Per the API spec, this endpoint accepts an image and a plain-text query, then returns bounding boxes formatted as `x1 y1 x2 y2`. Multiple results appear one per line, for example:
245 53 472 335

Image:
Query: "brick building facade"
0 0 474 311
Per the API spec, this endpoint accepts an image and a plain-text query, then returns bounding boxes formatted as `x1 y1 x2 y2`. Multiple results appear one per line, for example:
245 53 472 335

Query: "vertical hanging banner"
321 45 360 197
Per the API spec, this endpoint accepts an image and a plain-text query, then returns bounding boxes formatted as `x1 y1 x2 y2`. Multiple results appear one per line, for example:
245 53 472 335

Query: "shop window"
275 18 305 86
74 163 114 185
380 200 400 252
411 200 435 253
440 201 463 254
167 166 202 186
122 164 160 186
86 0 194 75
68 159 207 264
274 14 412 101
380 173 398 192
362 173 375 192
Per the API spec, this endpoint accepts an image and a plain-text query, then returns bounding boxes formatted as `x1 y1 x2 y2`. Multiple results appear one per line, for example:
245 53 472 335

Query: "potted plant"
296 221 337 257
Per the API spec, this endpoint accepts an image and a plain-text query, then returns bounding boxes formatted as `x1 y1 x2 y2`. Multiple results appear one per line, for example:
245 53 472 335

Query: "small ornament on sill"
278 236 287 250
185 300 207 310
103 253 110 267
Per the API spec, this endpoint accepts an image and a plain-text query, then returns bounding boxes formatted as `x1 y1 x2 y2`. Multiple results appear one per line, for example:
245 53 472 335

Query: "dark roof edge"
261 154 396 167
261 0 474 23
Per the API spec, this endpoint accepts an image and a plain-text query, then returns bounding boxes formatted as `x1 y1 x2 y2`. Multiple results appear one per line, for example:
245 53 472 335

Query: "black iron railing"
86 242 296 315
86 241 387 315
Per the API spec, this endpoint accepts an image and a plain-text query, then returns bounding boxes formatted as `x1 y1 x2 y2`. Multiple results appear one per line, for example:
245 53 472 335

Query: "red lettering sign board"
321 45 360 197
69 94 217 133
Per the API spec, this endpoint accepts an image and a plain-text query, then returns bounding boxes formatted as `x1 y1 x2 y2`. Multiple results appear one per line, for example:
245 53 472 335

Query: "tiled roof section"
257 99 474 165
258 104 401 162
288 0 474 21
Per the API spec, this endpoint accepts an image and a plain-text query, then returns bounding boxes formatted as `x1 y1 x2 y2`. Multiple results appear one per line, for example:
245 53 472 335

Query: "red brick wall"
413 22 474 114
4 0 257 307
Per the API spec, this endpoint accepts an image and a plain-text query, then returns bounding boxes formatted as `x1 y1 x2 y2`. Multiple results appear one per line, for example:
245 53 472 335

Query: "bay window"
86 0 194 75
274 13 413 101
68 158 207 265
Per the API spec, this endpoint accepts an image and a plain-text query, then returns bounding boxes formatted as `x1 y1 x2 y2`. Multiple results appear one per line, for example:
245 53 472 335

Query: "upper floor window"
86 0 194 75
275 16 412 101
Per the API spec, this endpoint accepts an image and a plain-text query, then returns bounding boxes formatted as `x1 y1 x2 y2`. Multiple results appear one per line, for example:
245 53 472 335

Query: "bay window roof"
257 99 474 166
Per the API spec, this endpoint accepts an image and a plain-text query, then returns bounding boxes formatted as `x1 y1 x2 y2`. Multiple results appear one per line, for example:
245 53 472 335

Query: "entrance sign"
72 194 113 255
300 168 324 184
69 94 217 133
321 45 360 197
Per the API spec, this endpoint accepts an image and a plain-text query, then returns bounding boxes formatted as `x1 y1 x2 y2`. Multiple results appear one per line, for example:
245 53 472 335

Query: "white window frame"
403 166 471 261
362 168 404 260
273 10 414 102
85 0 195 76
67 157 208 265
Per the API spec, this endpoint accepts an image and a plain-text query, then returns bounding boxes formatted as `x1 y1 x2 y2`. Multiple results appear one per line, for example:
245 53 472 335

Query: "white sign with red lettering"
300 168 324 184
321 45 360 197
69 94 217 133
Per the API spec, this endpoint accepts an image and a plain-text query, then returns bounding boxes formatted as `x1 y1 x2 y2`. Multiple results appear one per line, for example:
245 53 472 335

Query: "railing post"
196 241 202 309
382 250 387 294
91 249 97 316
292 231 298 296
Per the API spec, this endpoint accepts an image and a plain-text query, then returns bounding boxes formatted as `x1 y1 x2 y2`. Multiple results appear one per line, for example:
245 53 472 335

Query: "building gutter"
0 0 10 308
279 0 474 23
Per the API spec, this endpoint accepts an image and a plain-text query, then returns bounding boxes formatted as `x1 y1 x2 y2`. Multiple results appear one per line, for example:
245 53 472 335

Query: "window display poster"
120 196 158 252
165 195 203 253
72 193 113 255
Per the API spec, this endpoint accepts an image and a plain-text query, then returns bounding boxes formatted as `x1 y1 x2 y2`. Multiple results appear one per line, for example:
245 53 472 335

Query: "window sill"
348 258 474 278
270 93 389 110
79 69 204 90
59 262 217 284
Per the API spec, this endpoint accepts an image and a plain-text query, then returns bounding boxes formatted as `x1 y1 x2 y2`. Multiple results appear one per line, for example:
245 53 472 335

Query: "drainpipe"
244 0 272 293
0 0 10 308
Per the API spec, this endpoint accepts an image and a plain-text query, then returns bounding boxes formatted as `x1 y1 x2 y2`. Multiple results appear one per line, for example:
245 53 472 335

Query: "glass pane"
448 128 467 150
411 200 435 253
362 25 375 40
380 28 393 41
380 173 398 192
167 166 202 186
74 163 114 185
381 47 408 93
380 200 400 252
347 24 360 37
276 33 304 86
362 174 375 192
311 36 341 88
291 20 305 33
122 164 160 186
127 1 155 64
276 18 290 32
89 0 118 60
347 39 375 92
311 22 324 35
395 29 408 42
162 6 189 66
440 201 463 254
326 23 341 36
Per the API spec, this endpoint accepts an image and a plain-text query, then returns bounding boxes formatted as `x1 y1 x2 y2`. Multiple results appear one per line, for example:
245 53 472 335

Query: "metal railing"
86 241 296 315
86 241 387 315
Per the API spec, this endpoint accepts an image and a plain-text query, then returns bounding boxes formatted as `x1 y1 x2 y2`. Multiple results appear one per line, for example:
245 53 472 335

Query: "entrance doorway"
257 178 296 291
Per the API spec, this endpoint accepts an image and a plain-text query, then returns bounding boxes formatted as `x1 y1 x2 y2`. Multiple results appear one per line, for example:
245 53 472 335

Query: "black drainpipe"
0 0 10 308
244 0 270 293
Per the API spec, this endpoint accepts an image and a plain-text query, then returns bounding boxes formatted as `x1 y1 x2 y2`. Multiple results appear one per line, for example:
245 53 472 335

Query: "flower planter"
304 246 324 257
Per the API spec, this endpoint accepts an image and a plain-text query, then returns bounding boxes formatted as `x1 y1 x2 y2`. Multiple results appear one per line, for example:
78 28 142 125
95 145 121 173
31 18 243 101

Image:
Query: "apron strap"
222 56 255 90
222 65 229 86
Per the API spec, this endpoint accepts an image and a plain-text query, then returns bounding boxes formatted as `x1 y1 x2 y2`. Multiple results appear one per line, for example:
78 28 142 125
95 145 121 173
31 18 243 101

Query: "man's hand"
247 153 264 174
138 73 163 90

---

• **WRITTEN TASK**: Scale the part of the records that opens with their first line and closes with the line containing "0 0 474 311", rewriting all of it, requests included. Multiply every bounding-box coordinate in the answers by 2.45 and round to whole numbers with halves going up, leaving the numbers in the requests and their format samples unchanged.

• **ANSWER TO THE PROBLEM**:
Per the API spec, this endpoint accepts an image and a plain-text query, then returns bounding boxes formatted as `x1 y1 x2 y2`. Multiple results appear one per line, for example:
245 53 472 335

Image:
Query: "brick building facade"
0 0 1161 762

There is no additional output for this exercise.